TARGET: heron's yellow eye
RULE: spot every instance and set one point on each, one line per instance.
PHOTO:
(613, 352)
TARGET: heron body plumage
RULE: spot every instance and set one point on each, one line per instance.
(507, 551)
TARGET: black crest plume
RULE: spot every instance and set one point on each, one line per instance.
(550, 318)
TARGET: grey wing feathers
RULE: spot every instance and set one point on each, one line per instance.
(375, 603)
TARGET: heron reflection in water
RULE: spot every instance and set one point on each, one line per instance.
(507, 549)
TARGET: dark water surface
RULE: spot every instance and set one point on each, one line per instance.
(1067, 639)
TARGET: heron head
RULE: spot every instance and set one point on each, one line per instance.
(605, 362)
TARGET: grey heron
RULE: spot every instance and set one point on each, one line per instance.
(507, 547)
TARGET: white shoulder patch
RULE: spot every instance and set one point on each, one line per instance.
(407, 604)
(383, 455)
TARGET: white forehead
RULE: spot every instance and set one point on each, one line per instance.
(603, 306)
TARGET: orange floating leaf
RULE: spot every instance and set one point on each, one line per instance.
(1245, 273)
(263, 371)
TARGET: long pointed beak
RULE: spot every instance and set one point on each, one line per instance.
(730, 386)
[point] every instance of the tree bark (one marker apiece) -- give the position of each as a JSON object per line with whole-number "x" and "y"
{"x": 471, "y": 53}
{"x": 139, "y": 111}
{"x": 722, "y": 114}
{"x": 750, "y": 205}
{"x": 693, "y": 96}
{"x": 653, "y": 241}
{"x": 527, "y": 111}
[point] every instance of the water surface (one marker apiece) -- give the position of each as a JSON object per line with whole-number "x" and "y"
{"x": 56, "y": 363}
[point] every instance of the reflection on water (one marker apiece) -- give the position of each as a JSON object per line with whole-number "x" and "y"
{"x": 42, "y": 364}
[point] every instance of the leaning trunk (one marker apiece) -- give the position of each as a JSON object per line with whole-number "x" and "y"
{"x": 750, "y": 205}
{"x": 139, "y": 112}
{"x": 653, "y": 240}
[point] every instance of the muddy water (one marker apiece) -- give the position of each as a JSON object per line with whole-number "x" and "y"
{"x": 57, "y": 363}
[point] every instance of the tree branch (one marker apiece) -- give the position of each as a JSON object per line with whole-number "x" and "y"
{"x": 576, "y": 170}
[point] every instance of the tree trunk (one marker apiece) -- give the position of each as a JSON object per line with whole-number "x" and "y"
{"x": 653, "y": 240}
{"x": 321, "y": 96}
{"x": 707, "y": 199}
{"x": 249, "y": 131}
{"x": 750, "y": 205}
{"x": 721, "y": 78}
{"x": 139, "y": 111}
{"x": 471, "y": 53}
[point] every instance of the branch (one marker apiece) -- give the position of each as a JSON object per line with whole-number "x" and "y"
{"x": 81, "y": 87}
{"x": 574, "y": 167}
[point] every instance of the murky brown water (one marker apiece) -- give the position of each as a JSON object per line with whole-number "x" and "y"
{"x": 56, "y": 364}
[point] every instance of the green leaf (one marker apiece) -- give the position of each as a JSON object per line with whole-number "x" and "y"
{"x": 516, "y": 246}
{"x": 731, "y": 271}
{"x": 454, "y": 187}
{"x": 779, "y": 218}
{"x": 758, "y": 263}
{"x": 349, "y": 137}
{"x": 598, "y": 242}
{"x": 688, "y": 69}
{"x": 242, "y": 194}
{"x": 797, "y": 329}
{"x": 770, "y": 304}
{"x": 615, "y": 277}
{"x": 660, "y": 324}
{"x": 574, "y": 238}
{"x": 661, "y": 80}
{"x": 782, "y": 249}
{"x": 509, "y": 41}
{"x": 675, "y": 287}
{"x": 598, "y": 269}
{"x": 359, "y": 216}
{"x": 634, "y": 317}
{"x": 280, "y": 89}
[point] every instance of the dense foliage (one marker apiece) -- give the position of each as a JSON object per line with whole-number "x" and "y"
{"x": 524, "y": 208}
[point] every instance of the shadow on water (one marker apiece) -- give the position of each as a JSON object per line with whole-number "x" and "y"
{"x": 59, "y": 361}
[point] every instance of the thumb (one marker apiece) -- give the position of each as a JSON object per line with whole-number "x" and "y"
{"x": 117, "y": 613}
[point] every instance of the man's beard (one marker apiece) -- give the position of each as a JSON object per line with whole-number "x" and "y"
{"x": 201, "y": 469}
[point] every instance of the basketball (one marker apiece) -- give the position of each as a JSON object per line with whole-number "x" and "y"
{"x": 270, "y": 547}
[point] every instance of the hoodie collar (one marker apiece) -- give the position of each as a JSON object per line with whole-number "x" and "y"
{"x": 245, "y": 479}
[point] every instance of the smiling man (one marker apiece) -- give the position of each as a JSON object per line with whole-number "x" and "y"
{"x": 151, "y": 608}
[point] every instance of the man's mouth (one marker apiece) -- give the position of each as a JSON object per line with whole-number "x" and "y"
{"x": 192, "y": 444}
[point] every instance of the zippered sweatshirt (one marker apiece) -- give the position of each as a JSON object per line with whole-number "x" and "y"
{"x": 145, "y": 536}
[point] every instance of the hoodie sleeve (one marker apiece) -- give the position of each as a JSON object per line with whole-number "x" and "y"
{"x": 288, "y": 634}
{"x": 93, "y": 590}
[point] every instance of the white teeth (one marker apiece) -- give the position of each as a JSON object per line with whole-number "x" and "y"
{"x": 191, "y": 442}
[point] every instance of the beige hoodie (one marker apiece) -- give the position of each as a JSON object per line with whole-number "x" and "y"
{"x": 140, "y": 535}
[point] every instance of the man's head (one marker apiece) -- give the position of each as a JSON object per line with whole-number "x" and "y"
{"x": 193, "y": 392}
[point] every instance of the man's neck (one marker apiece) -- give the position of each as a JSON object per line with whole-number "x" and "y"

● ● ● ● ●

● DESCRIPTION OF THE TASK: Nothing in the records may be left out; reproduce them exactly.

● WRITTEN RESPONSE:
TARGET: heron's yellow eye
RULE: spot every instance and set one point on each, one line per instance.
PHOTO:
(613, 352)
TARGET: heron body plumage
RULE: spot every instance and set one point on each, one line per instance.
(507, 551)
TARGET: black crest plume
RULE: spot every instance and set one point on each, one line per instance.
(550, 318)
TARGET: grey wing feathers
RULE: spot every instance and set one point on each, one line per instance.
(375, 603)
TARGET: heron reflection in water
RULE: spot every instance and set one point on each, one line per instance.
(507, 549)
TARGET: dark water surface
RULE: spot every instance and set one point on each, one line per instance.
(1067, 639)
TARGET: heron head
RULE: spot every instance and set one point on each, one line per instance.
(605, 362)
TARGET: grey heron
RULE: spot every instance and set one point on each, one line per instance.
(507, 547)
TARGET: white shoulder patch
RULE: spot every instance and set one point on each, one line per instance.
(407, 604)
(383, 455)
TARGET: white forehead
RULE: spot every instance and set one point on each, one line per instance.
(603, 306)
TARGET: orange floating leaf
RULE: spot every instance and set one point on each, one line per instance.
(1245, 273)
(263, 371)
TARGET: long pointed beak
RULE: spot every instance and set one point on each, one line per instance.
(730, 386)
[point] every instance of the tree bark (one marker apiece) -- give the position of each as a JSON object per line with whole-number "x" and "y"
{"x": 471, "y": 53}
{"x": 139, "y": 111}
{"x": 722, "y": 114}
{"x": 750, "y": 205}
{"x": 693, "y": 96}
{"x": 653, "y": 241}
{"x": 527, "y": 111}
[point] every instance of the water surface (one marker apiece) -- give the position of each as a JSON object per line with whole-number "x" and "y"
{"x": 56, "y": 363}
[point] every instance of the reflection on water (one marker apiece) -- give the position of each as a JSON object per line with whole-number "x" and "y"
{"x": 42, "y": 364}
[point] every instance of the leaning trunk (one marker apiece) -- give the position of each as a JSON object per line with whole-number "x" and "y"
{"x": 750, "y": 205}
{"x": 139, "y": 112}
{"x": 653, "y": 240}
[point] every instance of the muddy water (one marker apiece) -- give the position of each as a JSON object per line with whole-number "x" and "y"
{"x": 57, "y": 363}
[point] every instance of the tree branch (one marker apiece) -- give the position of each as a JSON object per line with whole-number "x" and "y"
{"x": 576, "y": 170}
[point] every instance of the tree trunk (one marker apiece) -- give the position of each as a JSON object per line with whole-number "x" and "y"
{"x": 653, "y": 240}
{"x": 321, "y": 96}
{"x": 707, "y": 199}
{"x": 249, "y": 131}
{"x": 750, "y": 205}
{"x": 721, "y": 78}
{"x": 139, "y": 111}
{"x": 471, "y": 53}
[point] every instance of the branch (one marker apiece) -- give the position of each as a JSON object per line with whole-number "x" and "y"
{"x": 81, "y": 87}
{"x": 574, "y": 167}
[point] every instance of the murky brown water (one marker apiece) -- give the position of each as a JSON object per line with whole-number "x" and "y"
{"x": 56, "y": 364}
[point] every instance of the green leaf (one marker apiece) -- give the position of each as a JSON object per line with whole-number "x" and "y"
{"x": 516, "y": 246}
{"x": 731, "y": 271}
{"x": 454, "y": 187}
{"x": 779, "y": 218}
{"x": 758, "y": 263}
{"x": 349, "y": 137}
{"x": 598, "y": 242}
{"x": 688, "y": 69}
{"x": 242, "y": 194}
{"x": 797, "y": 329}
{"x": 770, "y": 304}
{"x": 615, "y": 277}
{"x": 660, "y": 324}
{"x": 574, "y": 238}
{"x": 661, "y": 80}
{"x": 782, "y": 249}
{"x": 509, "y": 41}
{"x": 675, "y": 287}
{"x": 598, "y": 269}
{"x": 359, "y": 216}
{"x": 634, "y": 317}
{"x": 280, "y": 89}
[point] every instance of the dense foliage (one marker apiece) -- give the position of each as a JSON object per line with whole-number "x" and "y"
{"x": 524, "y": 208}
[point] every instance of the shadow on water (one marker apiece) -- give the position of each as a JSON object per line with whole-number "x" and "y"
{"x": 59, "y": 361}
[point] every instance of the thumb (one marker apiece) -- give the position of each as a JSON object per line with whole-number "x" and "y"
{"x": 117, "y": 613}
[point] every instance of the man's beard (one marker apiece) -- give the position of each as a JSON object per line with whole-number "x" and "y"
{"x": 201, "y": 469}
[point] every instance of the basketball (one marker apiece) -- give the position of each as a JSON object per line with whole-number "x" and "y"
{"x": 270, "y": 547}
[point] every instance of the hoodie collar (one marker apiece) -- give the position of each as a JSON object per line with whole-number "x" and "y"
{"x": 245, "y": 479}
[point] every instance of the smiling man (one marker apiece) -- give the position of each as a JSON object per line with whole-number "x" and "y"
{"x": 151, "y": 608}
[point] every instance of the man's mouth (one marker apiece) -- give the position of each as a JSON object per line with whole-number "x" and "y"
{"x": 192, "y": 444}
[point] every instance of the zippered sweatshirt (one marker apiece) -- give the position of each as a JSON object per line with whole-number "x" and "y"
{"x": 145, "y": 536}
[point] every instance of the hoodie sleeve (one marker apiece) -- give the position of each as a JSON object per line with whole-number "x" and "y"
{"x": 288, "y": 634}
{"x": 93, "y": 590}
[point] every instance of the white teeth (one marker apiece) -- give the position of each as a JSON object per line with whole-number "x" and "y"
{"x": 191, "y": 442}
[point] every instance of the beige hoodie (one marker apiece) -- give the position of each as a JSON object per line with whole-number "x" and "y"
{"x": 140, "y": 535}
[point] every instance of the man's head (one marker apiece) -- give the position of each as a JSON object per line with whole-number "x" and "y"
{"x": 193, "y": 392}
[point] every instance of the man's neck (one marker apiece) -- give the position of each as a JSON object per line with whole-number "x" and "y"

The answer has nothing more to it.